WHAT TO DO =
Rescale the answer outlines in the records, from the start through the line containing "M 24 118 L 24", inclusive: multiply every outline coordinate by 2.3 and round to the nearest whole number, with halves rounded up. Reproduce all of those lines, keeping every other line and number unchanged.

MATERIAL PROVIDED =
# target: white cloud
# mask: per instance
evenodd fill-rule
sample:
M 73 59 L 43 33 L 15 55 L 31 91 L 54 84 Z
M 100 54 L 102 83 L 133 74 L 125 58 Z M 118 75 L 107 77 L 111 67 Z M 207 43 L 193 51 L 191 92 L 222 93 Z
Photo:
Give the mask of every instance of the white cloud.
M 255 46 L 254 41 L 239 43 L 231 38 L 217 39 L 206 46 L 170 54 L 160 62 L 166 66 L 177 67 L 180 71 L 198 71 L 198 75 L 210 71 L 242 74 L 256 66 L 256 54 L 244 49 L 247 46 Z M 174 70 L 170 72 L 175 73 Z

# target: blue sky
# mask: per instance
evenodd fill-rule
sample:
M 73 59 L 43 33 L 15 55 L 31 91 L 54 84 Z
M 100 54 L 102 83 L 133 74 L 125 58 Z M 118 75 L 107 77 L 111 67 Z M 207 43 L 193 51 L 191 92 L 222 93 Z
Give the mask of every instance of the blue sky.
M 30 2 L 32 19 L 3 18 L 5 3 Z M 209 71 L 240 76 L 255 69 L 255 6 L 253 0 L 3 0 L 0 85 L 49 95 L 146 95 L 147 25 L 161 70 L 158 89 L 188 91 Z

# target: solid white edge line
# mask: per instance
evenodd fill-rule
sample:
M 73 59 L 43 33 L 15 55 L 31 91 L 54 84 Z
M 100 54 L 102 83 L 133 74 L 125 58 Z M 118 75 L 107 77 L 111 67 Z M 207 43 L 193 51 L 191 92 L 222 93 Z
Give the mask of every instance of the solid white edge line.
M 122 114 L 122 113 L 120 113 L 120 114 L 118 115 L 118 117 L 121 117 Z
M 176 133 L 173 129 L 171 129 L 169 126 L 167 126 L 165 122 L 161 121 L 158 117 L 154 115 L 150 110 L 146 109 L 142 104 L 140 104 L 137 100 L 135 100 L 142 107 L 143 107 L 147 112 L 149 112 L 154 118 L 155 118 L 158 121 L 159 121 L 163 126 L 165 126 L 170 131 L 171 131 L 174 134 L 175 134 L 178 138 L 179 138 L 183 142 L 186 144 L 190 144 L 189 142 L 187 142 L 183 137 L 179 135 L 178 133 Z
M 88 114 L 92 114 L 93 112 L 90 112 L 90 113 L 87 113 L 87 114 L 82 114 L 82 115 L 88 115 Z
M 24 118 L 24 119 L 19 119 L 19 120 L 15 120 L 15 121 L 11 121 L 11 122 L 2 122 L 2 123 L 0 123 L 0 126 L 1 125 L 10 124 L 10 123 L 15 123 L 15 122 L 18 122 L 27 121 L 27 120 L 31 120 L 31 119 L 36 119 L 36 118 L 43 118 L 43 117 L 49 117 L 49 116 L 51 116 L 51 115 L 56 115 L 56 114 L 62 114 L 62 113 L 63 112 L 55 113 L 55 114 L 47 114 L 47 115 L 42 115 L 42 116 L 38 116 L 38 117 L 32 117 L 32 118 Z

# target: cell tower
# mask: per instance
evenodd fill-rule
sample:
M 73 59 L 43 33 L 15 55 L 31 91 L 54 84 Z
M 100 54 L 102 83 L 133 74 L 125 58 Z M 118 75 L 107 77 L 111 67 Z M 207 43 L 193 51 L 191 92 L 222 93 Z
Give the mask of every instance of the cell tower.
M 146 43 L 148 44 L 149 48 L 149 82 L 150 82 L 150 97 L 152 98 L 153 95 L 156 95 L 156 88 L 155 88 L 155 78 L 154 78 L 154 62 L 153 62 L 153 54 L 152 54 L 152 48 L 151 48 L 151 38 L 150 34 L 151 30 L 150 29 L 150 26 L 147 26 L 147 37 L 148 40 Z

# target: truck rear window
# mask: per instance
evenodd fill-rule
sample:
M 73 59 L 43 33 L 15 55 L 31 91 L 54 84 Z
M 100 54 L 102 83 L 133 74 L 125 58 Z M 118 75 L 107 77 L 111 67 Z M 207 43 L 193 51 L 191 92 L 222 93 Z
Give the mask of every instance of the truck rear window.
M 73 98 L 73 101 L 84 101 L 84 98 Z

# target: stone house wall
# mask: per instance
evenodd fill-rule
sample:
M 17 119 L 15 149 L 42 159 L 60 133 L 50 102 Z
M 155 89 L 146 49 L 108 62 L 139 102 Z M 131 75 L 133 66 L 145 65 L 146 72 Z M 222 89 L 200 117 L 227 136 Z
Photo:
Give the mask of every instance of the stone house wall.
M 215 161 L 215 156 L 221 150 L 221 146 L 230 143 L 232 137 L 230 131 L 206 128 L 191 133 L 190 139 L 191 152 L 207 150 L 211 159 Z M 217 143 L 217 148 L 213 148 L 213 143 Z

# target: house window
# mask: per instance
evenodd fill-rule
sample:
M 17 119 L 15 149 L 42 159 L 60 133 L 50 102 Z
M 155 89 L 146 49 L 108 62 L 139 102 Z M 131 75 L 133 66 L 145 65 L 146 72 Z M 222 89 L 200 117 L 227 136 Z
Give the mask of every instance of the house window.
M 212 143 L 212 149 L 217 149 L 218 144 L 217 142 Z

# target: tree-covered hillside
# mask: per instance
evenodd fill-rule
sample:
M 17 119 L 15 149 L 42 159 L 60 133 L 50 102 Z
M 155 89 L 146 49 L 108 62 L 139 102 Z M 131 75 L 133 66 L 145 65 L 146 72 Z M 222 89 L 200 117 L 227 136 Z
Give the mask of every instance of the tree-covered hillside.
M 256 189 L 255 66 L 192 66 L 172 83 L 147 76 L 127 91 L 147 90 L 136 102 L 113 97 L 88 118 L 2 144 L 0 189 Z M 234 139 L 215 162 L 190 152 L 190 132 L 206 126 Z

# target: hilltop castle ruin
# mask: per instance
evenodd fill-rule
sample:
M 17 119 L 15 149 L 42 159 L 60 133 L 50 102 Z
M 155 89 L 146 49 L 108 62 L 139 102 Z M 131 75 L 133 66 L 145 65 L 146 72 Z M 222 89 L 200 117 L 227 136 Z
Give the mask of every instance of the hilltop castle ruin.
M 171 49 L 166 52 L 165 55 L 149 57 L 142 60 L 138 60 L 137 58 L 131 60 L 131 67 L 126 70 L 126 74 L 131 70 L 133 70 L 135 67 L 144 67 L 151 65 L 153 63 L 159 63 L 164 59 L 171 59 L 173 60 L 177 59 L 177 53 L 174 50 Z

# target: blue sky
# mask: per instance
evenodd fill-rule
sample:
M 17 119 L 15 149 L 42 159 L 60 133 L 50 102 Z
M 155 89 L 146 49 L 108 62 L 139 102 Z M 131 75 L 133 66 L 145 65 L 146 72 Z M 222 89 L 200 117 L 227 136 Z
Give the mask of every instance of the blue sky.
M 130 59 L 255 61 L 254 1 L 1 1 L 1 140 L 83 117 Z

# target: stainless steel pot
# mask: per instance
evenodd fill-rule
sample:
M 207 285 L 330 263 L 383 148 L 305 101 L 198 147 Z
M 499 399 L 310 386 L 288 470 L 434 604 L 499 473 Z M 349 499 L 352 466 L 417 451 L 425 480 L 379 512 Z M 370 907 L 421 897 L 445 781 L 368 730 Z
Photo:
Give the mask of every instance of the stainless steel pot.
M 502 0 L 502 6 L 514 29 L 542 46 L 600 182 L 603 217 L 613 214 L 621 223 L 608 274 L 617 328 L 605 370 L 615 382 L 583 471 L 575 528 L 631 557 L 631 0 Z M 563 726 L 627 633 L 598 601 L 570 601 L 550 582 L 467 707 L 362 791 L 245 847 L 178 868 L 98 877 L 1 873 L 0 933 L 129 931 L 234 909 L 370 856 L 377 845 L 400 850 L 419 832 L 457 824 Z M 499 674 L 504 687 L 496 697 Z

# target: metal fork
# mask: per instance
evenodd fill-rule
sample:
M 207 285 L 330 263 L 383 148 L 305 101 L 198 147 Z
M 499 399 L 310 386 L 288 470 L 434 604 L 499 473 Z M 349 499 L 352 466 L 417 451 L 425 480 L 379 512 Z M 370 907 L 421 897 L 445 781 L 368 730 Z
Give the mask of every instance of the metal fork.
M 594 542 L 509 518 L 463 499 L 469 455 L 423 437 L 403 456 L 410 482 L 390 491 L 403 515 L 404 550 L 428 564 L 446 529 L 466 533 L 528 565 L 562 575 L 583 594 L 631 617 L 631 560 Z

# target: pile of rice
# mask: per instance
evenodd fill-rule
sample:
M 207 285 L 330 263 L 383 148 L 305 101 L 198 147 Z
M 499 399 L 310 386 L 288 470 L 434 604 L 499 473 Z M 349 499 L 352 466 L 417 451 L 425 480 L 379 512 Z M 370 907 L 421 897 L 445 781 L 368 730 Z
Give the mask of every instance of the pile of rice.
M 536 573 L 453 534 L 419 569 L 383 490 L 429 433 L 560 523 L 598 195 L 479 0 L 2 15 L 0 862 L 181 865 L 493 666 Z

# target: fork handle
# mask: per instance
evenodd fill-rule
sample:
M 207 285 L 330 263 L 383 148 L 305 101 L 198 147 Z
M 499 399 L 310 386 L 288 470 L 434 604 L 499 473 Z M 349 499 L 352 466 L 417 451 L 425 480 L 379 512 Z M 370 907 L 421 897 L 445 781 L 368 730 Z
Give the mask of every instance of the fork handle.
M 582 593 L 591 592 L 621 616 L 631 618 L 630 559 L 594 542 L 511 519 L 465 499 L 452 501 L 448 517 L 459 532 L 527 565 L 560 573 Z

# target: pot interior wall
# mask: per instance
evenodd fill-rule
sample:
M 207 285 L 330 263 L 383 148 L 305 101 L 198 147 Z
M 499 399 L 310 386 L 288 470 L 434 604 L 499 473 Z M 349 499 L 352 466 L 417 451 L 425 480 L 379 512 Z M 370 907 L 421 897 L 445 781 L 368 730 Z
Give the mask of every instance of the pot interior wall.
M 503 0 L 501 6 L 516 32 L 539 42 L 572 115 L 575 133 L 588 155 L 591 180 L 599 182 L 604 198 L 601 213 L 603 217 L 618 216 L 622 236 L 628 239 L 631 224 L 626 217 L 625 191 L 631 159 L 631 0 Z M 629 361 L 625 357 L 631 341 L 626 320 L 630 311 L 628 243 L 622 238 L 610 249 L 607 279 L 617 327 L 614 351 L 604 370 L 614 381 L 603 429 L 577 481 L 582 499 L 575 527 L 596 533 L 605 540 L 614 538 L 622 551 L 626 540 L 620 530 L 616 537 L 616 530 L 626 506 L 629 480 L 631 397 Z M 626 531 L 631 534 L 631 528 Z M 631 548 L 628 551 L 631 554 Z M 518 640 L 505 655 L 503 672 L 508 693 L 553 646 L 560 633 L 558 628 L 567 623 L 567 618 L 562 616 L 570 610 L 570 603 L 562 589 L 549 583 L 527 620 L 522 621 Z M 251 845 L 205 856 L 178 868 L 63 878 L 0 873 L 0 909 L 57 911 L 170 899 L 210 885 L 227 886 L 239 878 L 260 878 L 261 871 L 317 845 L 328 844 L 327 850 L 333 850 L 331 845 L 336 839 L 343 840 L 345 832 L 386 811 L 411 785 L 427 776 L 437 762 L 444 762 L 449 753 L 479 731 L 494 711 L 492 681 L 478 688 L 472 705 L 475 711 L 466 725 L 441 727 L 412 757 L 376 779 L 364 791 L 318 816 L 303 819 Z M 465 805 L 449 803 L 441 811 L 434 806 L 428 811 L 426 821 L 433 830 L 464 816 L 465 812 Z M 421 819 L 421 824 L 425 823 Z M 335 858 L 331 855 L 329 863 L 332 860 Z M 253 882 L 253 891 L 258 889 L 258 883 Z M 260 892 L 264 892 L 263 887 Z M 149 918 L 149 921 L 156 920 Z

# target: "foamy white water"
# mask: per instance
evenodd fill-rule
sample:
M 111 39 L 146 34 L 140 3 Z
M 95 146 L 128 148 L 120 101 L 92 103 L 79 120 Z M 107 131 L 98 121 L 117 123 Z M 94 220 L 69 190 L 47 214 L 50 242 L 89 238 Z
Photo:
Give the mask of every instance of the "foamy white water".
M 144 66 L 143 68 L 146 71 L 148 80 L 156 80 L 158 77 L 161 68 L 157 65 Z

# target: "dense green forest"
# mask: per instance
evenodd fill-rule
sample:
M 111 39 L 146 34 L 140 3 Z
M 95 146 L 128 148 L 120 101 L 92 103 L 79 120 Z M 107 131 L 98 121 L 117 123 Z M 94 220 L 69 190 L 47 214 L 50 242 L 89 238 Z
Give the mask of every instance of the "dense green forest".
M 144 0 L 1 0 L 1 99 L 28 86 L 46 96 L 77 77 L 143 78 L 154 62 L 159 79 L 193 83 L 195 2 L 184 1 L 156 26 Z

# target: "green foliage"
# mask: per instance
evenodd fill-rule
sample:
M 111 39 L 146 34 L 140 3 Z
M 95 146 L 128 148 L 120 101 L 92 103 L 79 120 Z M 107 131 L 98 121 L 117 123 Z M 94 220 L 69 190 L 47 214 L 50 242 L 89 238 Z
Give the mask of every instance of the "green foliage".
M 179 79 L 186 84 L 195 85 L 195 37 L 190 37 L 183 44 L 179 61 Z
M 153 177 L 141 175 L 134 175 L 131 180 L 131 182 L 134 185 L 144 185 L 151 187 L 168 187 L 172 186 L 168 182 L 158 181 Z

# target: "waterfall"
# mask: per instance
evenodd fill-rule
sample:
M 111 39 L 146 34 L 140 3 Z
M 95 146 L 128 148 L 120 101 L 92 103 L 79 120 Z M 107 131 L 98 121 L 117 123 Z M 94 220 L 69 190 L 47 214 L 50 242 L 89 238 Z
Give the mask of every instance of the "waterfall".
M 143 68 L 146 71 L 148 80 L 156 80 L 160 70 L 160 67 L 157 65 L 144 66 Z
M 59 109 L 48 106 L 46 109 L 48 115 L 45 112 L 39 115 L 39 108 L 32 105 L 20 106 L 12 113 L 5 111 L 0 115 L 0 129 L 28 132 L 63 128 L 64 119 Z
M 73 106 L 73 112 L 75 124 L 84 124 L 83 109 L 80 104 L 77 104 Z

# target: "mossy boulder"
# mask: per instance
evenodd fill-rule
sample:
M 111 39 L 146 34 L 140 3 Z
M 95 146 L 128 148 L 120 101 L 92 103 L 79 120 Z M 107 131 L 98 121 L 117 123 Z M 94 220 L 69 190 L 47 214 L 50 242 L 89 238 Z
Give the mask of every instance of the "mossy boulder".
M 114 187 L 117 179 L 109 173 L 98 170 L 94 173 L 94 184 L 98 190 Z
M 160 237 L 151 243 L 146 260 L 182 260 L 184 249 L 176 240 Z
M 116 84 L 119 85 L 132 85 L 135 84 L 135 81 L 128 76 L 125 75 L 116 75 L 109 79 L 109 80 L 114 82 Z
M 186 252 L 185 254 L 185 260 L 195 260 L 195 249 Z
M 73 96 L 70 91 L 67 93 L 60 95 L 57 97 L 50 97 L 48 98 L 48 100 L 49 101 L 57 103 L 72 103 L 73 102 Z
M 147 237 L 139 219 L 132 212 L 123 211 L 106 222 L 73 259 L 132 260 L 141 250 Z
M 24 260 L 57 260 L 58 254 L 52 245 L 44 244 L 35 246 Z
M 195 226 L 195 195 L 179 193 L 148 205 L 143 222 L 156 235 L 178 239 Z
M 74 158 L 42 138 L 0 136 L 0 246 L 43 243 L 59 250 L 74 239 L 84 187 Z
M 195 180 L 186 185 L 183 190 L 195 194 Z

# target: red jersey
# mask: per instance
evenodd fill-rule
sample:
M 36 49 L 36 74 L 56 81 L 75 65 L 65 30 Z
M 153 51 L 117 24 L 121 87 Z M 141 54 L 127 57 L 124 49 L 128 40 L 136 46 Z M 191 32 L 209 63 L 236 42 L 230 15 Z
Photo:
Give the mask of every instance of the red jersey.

ANSWER FOR THIS EXERCISE =
# target: white cloud
# mask: per instance
evenodd fill-rule
sample:
M 73 59 L 43 33 L 15 55 L 31 91 L 54 84 Z
M 100 54 L 102 83 L 133 74 L 125 58 Z M 118 75 L 107 77 L 111 67 Z M 207 43 L 193 51 L 191 92 L 222 93 Z
Photo:
Give the mask of every instance of the white cloud.
M 587 106 L 584 94 L 550 99 L 531 87 L 499 90 L 474 106 L 391 124 L 368 143 L 382 152 L 407 154 L 414 163 L 455 163 L 455 173 L 483 163 L 557 170 L 589 152 L 589 124 L 561 113 L 568 106 Z M 400 161 L 391 166 L 403 168 Z

# target: blue sky
# mask: per instance
evenodd fill-rule
sample:
M 73 59 L 43 33 L 15 55 L 31 91 L 54 84 Z
M 100 54 L 102 83 L 133 74 L 125 58 Z M 118 75 L 107 77 L 111 67 Z M 207 43 L 193 51 L 191 92 L 222 93 Z
Give the mask of every instance of the blue sky.
M 69 5 L 74 44 L 7 41 L 12 7 Z M 481 163 L 552 175 L 587 159 L 587 14 L 582 0 L 7 0 L 0 196 L 113 219 L 336 219 L 338 58 L 370 161 L 363 205 L 432 209 Z

# target: solid white edge line
# mask: per instance
evenodd fill-rule
sample:
M 73 59 L 43 33 L 15 55 L 31 91 L 54 84 Z
M 100 54 L 102 83 L 133 74 L 125 58 Z M 118 75 L 107 77 L 111 67 Z M 207 43 L 193 51 L 191 92 L 222 93 Z
Give the mask of every instance of the solid white edge line.
M 281 262 L 281 260 L 276 260 L 276 262 L 271 265 L 271 269 L 278 269 Z
M 405 306 L 398 297 L 393 297 L 389 290 L 384 290 L 380 281 L 370 278 L 363 269 L 354 265 L 345 253 L 336 251 L 327 239 L 322 239 L 315 230 L 311 230 L 327 246 L 329 246 L 338 258 L 343 258 L 354 271 L 357 271 L 363 278 L 366 278 L 375 290 L 380 290 L 391 301 L 393 301 L 400 308 L 403 308 L 409 317 L 412 317 L 421 327 L 428 331 L 437 331 L 435 327 L 430 327 L 421 315 L 412 311 L 409 306 Z
M 202 262 L 212 262 L 214 258 L 207 258 L 207 260 L 200 260 L 200 262 L 189 262 L 189 265 L 202 265 Z
M 55 271 L 55 274 L 44 274 L 44 276 L 35 276 L 35 278 L 25 278 L 25 281 L 5 281 L 5 283 L 0 283 L 0 290 L 2 288 L 23 285 L 23 283 L 35 283 L 35 281 L 41 281 L 62 278 L 62 276 L 71 276 L 71 274 L 83 274 L 83 271 L 99 271 L 99 269 L 113 269 L 113 267 L 117 267 L 117 265 L 129 265 L 129 262 L 143 262 L 143 260 L 145 258 L 127 260 L 127 262 L 108 262 L 108 265 L 97 265 L 97 267 L 87 267 L 87 269 L 74 269 L 74 271 Z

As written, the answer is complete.